**Goal:** Output every line of the data exactly as it appears.

**Recorded data:**
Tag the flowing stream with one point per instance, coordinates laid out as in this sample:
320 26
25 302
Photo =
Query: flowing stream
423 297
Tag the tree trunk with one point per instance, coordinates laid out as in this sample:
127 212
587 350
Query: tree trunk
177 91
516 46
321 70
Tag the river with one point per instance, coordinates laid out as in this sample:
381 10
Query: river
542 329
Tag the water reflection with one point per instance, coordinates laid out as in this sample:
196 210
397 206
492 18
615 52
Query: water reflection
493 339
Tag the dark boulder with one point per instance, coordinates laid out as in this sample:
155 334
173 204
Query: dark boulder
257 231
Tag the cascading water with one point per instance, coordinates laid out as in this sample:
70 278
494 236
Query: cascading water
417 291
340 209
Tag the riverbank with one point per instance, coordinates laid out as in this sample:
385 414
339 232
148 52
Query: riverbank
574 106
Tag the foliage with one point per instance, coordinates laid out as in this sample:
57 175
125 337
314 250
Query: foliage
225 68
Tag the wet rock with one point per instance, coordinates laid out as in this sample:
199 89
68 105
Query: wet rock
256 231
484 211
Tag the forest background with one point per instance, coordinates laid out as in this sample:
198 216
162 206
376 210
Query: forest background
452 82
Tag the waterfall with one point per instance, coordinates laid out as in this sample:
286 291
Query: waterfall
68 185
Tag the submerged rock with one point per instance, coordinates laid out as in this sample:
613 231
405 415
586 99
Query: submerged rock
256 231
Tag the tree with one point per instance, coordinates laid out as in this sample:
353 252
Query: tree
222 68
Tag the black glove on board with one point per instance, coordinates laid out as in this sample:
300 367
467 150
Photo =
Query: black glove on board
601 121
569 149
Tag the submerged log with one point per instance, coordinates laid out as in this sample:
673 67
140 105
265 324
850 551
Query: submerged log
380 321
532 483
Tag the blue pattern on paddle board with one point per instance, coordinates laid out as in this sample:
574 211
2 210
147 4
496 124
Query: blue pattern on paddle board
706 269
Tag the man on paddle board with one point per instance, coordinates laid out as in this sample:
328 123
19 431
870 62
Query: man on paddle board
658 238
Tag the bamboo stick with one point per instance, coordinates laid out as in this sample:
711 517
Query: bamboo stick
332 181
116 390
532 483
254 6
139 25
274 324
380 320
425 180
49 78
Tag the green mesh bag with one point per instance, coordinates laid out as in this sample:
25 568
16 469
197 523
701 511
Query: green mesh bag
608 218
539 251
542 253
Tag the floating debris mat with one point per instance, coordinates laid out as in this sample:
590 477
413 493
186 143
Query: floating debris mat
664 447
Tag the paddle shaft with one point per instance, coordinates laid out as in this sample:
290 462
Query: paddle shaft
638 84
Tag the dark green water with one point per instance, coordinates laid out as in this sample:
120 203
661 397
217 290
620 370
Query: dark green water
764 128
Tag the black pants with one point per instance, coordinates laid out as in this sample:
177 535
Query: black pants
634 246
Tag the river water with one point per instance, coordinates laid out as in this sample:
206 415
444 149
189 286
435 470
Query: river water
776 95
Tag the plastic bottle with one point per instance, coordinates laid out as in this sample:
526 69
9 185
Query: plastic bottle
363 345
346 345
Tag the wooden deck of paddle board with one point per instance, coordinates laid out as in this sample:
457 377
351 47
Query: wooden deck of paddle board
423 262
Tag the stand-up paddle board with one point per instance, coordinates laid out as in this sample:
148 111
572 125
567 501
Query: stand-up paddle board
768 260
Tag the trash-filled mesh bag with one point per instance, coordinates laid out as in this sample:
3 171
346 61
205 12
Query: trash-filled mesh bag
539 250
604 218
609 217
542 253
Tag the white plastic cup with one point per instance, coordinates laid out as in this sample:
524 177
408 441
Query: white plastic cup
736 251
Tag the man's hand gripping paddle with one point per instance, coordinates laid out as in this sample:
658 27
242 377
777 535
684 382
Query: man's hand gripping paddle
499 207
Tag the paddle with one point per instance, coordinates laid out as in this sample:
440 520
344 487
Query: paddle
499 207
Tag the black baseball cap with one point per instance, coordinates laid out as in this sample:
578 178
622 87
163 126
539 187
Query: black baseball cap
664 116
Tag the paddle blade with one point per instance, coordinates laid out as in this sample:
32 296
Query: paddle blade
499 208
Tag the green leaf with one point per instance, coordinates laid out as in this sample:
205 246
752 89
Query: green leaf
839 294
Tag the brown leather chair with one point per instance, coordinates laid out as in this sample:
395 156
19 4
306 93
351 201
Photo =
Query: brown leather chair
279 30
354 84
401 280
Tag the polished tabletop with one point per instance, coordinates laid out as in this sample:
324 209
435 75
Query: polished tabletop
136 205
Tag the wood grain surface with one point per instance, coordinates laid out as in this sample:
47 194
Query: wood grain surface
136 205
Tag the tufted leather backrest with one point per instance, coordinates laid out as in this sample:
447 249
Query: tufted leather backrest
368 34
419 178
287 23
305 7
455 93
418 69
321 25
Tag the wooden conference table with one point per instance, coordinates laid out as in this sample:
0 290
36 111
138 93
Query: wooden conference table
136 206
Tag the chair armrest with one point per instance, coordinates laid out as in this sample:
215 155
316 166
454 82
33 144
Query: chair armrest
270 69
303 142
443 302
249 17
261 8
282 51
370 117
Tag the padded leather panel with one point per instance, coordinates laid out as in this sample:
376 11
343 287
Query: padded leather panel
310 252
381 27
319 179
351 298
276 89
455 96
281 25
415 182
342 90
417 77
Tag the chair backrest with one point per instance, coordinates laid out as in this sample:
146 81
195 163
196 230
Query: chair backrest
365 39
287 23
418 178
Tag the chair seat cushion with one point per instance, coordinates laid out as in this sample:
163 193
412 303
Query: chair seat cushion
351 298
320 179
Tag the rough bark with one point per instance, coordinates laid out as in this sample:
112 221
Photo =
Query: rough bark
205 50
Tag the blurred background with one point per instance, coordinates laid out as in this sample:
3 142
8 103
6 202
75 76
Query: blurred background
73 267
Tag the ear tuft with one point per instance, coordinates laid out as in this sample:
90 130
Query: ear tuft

**Solved exercise:**
Tag the flowing stream with one point per instance, coordinates laid out as in this sample:
320 26
25 302
Photo =
Query: flowing stream
423 297
Tag the tree trunk with one point per instance, coordinates laid out as in this sample:
127 212
587 350
Query: tree trunk
177 91
516 46
321 70
Tag the river with one point per instance, coordinates laid out as in this sample:
381 10
Query: river
542 329
Tag the water reflection with one point per instance, coordinates laid out as in this sample:
196 210
397 206
492 18
615 52
Query: water reflection
493 339
Tag the dark boulder with one point per instance, coordinates laid out as in this sample:
155 334
173 204
Query: dark boulder
257 231
Tag the cascading water with one point per instance, coordinates laid out as in this sample:
70 278
494 236
Query: cascading water
417 291
340 209
Tag the riverbank with one point per instance, coordinates laid out as in this sample:
385 414
339 232
148 52
Query: riverbank
574 106
Tag the foliage with one point per instance, coordinates laid out as in this sample:
57 175
125 337
314 250
Query: foliage
225 68
Tag the wet rock with one point per instance, coordinates laid out as in this sample:
199 89
68 105
Query: wet rock
256 231
484 211
Tag the forest background with one point per instance, coordinates laid out as in this sample:
198 216
162 206
376 210
Query: forest background
452 82
Tag the waterfall with one point per instance, coordinates laid out as in this sample:
286 291
Query: waterfall
68 185
Tag the submerged rock with one point per instance, coordinates laid out as in this sample:
613 231
405 415
586 99
Query: submerged rock
256 231
Tag the tree with one point per instance, coordinates laid out as in this sample:
353 252
Query: tree
222 68
Tag the black glove on board with one point per instance, coordinates laid out as in this sample:
300 367
467 150
Photo =
Query: black glove on board
601 121
569 149
Tag the submerged log with one point per instance, coordinates laid out as in this sample:
673 67
140 105
265 324
850 551
Query: submerged log
380 321
532 483
Tag the blue pattern on paddle board with one point per instance, coordinates laid out as in this sample:
574 211
2 210
147 4
496 124
Query: blue pattern on paddle board
706 269
Tag the man on paddle board with one point per instance, coordinates laid out as in this sample:
328 123
19 431
870 62
Query: man on paddle board
658 238
Tag the bamboo stick with one point per instance, coordinates laid out as in this sample:
711 517
Query: bamboo stick
332 181
116 390
532 483
254 6
139 25
274 324
380 320
425 180
49 78
Tag the green mesh bag with one point per instance, coordinates laid out as in this sample:
25 568
16 469
197 523
701 511
Query: green mesh bag
608 218
539 251
542 253
Tag the floating debris mat with one point per instance, coordinates laid out as in this sample:
590 477
413 493
186 143
Query: floating debris mat
664 447
Tag the paddle shaft with one point per instance, coordinates laid out as in this sample:
290 462
Query: paddle shaft
638 84
Tag the dark green water with one point per instance, coordinates laid out as in this sample:
120 203
661 397
217 290
620 370
Query: dark green water
764 128
Tag the black pants with one point per instance, coordinates laid out as in this sample:
177 535
Query: black pants
634 246
Tag the river water with one point per instance, coordinates laid out as in this sample:
206 415
444 149
189 286
435 470
Query: river water
776 95
Tag the plastic bottle with one point per instance, coordinates laid out as in this sample:
526 69
9 185
Query: plastic bottle
363 345
346 345
Tag the wooden deck of paddle board with one point per instance, coordinates laid out as in this sample:
457 377
351 47
Query: wooden deck of paddle board
423 262
Tag the stand-up paddle board with one point per instance, coordinates laid out as in this sample:
148 111
572 125
567 501
Query: stand-up paddle board
768 260
Tag the trash-filled mesh bag with one point per instance, coordinates laid out as in this sample:
3 171
346 61
205 12
Query: trash-filled mesh bag
539 250
604 218
609 217
542 253
Tag the white plastic cup with one point per instance, coordinates laid out as in this sample:
524 177
408 441
Query: white plastic cup
736 251
Tag the man's hand gripping paddle with one point per instance, coordinates laid out as in this sample:
658 27
242 377
777 535
684 382
Query: man's hand gripping paddle
499 207
Tag the paddle with one point per instance, coordinates laid out as in this sample:
440 520
344 487
Query: paddle
499 207
Tag the black baseball cap with one point per instance, coordinates laid out as in this sample:
578 178
622 87
163 126
539 187
Query: black baseball cap
664 116
Tag the paddle blade with one point per instance, coordinates laid out as in this sample:
32 296
Query: paddle blade
499 208
Tag the green leaf with one point per instance, coordinates laid out as in this sample:
205 246
752 89
Query: green leaf
839 294
Tag the brown leather chair with one point per instance, coordinates laid out as in this sample:
395 156
19 4
306 93
351 201
Photo =
Query: brown leather chair
279 30
354 84
401 280
Tag the polished tabletop with one point per instance, coordinates laid out as in this sample:
324 209
435 75
Query: polished tabletop
136 205
Tag the wood grain surface with one point per instance, coordinates laid out as in this sample:
47 194
Query: wood grain surface
136 205
Tag the tufted leather backrest with one point per instance, coordinates laid out as in this sample:
447 249
Query: tufted leather backrest
368 34
419 178
287 23
305 7
455 93
418 69
321 25
Tag the wooden conference table with one point per instance, coordinates laid out as in this sample:
0 290
36 111
138 93
Query: wooden conference table
136 206
Tag the chair armrest with one point per instance, coordinates laid out as in this sample:
215 155
316 166
454 82
33 144
Query: chair armrest
270 69
303 142
443 302
249 17
261 8
282 51
370 117
Tag the padded leather panel with one point per instance, coordinates laid out as in this sample:
376 11
343 287
Query: padded leather panel
310 252
381 27
319 179
351 298
276 89
455 96
281 25
415 182
342 90
417 77
Tag the chair backrest with one point per instance, coordinates laid out as in this sample:
146 81
195 163
196 230
Query: chair backrest
365 39
287 23
418 178
Tag the chair seat cushion with one point per instance, coordinates laid out as in this sample:
163 193
412 303
Query: chair seat cushion
351 298
320 179
Tag the rough bark with one point per instance, coordinates laid out as in this sample:
112 221
Photo =
Query: rough bark
205 50
Tag the blurred background with one point per instance, coordinates laid out as in this sample:
3 142
8 103
6 202
75 76
Query: blurred background
73 267
Tag the ear tuft with one point per instance, coordinates laid out as in this sample:
90 130
Query: ear tuft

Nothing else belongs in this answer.